→ Your goal:
Pull out each line below that contains the word "white". Case matters.

** START OF Records for the exercise **

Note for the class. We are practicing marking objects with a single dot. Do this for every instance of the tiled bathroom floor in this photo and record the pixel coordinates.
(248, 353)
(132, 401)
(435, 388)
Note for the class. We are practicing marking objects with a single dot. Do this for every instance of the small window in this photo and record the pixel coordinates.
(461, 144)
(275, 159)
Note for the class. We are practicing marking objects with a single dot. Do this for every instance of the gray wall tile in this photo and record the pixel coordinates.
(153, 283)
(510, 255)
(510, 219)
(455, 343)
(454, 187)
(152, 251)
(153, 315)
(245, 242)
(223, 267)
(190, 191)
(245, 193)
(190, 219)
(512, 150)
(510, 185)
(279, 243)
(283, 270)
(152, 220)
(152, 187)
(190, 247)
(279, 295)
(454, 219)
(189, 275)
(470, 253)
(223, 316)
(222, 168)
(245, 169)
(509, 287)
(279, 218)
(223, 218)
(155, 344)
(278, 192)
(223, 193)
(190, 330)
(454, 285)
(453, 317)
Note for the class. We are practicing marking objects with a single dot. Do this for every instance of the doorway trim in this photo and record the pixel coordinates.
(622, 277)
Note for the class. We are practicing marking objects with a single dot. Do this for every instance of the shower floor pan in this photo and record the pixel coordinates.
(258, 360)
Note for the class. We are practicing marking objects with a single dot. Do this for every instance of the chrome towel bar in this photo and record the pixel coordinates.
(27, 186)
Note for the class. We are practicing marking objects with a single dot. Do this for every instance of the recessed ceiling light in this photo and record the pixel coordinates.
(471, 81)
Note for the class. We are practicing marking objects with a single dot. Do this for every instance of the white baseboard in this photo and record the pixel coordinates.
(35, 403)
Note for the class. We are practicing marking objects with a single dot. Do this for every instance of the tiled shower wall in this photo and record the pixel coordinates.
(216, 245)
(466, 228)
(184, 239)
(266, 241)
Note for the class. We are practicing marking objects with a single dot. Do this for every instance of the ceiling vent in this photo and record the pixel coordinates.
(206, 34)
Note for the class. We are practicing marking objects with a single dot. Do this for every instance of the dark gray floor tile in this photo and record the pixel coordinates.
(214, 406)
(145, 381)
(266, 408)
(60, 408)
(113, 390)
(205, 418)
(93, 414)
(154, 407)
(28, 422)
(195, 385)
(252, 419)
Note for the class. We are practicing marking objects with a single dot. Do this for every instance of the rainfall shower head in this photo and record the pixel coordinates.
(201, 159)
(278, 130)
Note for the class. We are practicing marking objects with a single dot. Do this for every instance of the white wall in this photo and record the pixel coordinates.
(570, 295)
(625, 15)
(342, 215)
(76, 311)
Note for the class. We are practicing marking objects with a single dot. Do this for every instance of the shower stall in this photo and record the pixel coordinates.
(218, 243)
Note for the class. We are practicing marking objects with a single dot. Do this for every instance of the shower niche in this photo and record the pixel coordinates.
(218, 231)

** END OF Records for the exercise **
** START OF Records for the exercise **

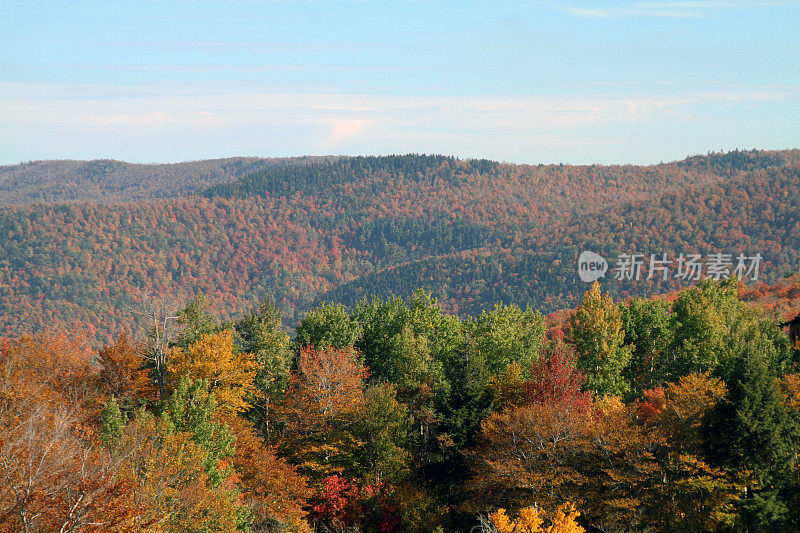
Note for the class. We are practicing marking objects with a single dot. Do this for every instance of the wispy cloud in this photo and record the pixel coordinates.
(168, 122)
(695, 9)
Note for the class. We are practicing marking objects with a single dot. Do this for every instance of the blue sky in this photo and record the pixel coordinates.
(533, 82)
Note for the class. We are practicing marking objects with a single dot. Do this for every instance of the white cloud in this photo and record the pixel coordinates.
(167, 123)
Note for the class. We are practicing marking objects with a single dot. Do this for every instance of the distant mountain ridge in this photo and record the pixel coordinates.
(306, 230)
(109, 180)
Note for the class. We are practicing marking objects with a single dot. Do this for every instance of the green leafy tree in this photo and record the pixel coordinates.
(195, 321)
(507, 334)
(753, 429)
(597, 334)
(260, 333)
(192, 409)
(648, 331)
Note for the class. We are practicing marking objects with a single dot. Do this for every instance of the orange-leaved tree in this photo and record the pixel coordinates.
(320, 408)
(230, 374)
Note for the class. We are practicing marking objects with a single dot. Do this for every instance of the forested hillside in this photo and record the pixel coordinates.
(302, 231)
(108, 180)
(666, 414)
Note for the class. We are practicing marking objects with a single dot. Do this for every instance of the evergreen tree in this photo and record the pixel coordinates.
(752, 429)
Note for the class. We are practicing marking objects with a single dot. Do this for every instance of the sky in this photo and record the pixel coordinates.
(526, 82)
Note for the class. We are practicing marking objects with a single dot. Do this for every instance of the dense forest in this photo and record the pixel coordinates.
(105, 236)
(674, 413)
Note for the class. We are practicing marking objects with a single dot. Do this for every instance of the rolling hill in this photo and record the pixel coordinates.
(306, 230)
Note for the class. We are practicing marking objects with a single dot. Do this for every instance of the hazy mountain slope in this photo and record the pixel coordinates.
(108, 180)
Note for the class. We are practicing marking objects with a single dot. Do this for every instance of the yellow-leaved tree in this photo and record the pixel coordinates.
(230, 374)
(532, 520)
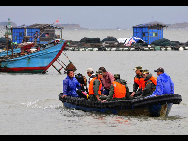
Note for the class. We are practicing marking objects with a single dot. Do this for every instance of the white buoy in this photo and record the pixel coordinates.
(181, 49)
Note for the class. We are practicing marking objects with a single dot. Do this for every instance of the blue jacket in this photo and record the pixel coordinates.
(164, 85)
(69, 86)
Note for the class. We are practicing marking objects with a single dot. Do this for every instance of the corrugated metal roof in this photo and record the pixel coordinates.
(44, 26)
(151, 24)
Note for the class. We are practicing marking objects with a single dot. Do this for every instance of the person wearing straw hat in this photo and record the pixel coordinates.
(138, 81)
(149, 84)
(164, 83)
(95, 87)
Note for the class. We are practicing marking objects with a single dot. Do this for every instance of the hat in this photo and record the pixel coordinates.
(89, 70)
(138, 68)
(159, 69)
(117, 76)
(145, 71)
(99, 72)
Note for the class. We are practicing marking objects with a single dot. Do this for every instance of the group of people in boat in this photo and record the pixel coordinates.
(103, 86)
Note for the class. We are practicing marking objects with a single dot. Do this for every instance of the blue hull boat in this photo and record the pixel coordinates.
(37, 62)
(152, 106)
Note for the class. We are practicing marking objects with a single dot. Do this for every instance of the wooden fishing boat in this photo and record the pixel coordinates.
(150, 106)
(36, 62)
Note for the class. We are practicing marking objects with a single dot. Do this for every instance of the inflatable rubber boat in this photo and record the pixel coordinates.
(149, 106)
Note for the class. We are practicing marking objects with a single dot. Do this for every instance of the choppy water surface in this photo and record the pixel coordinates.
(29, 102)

** END OF Records for the exercise **

→ Exercise output:
Note for the class. We are practicing marking objects with a single dot. Do this for every instance of the white baseboard in this photo and record the pixel coordinates.
Note for the class. We are practicing marking objects with a single dot. Do this for every instance of the white wall in this photo and record the pixel coordinates.
Note for the class. We are practicing marking objects with a single dot. Do this for every instance of the white cloud in this photo and record the pixel coordinates.
Note for the class. We are practicing marking objects with a single dot. Do this for every instance of the white buoy in this photo and record the pixel coordinates.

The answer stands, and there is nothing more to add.